• [你的任务]: 将含有“find the bokeh”的行与含有“[[78, 81, 122, 108]]”的行之间的各行（包括这两行）重写一遍，把其中的“tightest possible”替换为“smallest possible”，其余内容保持不变。

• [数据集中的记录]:
/---

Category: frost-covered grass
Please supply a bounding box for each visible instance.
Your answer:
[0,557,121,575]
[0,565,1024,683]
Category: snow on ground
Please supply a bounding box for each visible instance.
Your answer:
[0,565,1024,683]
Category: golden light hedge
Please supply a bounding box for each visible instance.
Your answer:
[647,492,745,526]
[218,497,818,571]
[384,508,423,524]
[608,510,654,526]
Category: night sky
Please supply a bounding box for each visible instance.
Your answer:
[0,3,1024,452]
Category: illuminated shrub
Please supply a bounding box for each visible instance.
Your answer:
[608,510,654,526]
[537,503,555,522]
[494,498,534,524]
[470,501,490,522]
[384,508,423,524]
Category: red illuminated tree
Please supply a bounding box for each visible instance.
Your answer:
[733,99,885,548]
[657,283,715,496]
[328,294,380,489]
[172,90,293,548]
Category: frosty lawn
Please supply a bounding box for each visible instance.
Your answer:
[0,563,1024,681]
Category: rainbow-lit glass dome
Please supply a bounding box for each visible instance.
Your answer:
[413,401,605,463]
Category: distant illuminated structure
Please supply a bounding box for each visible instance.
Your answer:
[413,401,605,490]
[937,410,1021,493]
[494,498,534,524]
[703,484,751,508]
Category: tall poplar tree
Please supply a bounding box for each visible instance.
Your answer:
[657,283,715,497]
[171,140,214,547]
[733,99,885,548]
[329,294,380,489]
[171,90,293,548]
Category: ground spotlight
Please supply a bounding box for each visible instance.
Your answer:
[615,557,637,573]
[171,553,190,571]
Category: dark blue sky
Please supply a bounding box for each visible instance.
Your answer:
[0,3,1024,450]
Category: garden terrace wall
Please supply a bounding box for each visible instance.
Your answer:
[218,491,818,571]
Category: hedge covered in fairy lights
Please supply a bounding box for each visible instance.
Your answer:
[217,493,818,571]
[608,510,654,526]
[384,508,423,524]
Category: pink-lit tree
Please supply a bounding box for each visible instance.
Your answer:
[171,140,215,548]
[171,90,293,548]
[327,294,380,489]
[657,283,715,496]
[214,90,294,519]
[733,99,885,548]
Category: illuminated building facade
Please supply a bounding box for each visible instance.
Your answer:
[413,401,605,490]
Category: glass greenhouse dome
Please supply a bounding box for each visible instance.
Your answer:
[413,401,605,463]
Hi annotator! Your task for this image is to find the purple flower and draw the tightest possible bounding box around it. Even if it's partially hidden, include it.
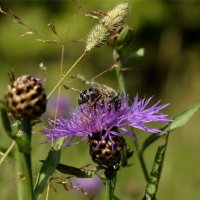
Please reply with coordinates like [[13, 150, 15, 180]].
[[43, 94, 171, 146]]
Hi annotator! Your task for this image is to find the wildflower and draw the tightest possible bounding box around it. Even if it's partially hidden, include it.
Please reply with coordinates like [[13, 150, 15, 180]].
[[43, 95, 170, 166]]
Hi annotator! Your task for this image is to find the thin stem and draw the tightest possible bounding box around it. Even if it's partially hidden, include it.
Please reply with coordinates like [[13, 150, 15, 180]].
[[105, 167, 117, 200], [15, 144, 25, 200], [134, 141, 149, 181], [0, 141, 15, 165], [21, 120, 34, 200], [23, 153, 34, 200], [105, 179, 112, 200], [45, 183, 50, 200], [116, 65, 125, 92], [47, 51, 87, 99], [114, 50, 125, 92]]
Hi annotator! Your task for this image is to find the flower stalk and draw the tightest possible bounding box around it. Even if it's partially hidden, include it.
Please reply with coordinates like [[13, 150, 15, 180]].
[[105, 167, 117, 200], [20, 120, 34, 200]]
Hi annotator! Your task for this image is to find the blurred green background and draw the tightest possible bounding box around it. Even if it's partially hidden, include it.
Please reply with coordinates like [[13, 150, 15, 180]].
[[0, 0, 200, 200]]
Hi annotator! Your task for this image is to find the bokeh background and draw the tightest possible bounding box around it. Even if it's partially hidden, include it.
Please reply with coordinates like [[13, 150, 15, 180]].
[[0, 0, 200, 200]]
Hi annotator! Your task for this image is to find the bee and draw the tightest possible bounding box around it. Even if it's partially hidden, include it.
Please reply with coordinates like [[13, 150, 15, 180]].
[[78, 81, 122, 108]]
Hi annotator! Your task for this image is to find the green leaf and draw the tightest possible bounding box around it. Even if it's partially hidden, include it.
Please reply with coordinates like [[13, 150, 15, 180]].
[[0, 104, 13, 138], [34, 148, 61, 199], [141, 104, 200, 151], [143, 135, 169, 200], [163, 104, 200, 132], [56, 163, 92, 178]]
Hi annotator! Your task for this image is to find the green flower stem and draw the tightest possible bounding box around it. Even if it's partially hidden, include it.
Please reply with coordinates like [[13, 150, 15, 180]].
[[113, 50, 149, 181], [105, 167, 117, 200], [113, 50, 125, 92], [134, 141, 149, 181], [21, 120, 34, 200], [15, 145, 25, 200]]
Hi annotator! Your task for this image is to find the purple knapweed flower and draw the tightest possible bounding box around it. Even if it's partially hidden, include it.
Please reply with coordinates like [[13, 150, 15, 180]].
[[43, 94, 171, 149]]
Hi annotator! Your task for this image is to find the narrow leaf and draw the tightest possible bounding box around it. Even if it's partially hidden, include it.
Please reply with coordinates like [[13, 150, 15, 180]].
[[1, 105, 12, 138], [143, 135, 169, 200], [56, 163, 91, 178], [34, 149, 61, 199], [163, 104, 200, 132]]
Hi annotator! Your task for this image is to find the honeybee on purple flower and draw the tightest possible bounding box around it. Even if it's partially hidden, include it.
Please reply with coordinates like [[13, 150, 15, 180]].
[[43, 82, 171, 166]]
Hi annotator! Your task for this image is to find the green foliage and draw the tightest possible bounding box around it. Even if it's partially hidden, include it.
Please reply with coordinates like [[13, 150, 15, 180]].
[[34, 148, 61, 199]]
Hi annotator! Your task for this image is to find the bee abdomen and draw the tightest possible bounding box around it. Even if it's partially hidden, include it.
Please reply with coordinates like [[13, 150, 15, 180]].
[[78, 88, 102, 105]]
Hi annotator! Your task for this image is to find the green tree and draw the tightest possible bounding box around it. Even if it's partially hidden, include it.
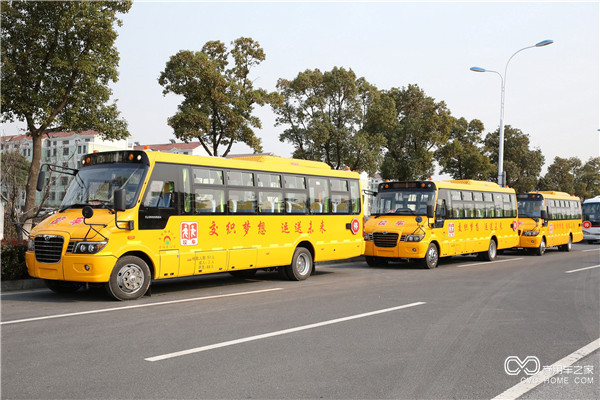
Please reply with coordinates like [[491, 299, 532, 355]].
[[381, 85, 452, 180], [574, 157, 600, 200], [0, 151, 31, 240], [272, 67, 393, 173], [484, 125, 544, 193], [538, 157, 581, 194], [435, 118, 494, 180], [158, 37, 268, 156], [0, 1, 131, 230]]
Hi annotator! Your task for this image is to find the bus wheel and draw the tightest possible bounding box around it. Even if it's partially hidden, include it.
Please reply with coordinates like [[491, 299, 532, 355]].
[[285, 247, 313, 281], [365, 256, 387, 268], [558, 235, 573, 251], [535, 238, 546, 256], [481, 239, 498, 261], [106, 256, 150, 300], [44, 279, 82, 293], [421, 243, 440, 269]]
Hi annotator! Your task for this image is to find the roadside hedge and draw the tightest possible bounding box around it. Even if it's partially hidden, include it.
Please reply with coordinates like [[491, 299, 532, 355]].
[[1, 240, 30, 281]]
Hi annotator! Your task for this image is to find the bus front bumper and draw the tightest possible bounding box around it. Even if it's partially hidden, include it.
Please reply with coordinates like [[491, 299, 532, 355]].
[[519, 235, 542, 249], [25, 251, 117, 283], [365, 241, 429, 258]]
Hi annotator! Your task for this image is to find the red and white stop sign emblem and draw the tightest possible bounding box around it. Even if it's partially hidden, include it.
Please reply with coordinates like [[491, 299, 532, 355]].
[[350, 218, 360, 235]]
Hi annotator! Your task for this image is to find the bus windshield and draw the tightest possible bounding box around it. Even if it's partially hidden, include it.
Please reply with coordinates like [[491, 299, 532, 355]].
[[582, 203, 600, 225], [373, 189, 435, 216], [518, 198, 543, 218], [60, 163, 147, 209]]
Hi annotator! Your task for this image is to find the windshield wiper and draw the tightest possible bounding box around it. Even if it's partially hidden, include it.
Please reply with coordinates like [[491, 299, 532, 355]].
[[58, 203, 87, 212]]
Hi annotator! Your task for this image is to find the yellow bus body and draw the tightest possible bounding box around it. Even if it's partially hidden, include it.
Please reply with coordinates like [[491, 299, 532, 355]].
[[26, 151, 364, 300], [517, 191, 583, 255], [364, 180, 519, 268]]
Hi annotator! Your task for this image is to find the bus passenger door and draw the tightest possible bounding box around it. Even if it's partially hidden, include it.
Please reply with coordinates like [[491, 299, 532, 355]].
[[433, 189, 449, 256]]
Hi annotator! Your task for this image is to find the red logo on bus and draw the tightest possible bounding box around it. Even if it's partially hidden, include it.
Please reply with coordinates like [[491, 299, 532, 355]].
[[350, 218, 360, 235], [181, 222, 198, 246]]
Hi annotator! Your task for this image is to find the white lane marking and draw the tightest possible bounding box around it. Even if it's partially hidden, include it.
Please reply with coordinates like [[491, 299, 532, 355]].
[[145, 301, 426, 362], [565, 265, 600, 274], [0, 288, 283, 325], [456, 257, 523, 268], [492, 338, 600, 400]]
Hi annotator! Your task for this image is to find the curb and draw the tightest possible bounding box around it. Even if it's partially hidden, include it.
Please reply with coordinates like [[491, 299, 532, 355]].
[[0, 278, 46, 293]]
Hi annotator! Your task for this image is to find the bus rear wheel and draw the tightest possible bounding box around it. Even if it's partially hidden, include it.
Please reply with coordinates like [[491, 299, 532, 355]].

\---

• [书面解答]:
Hi annotator! Your task for this image is to find the bokeh background and draw the smallest possible bounding box around it. Even if it's partially hidden, include it.
Please reply with coordinates like [[13, 150, 15, 180]].
[[0, 0, 200, 200]]
Hi annotator! Your task for this image is to find the bee and draw the smallest possible bounding box around it. Even if it's partially hidden, include it.
Please reply with coordinates like [[13, 150, 15, 180]].
[[78, 81, 122, 108]]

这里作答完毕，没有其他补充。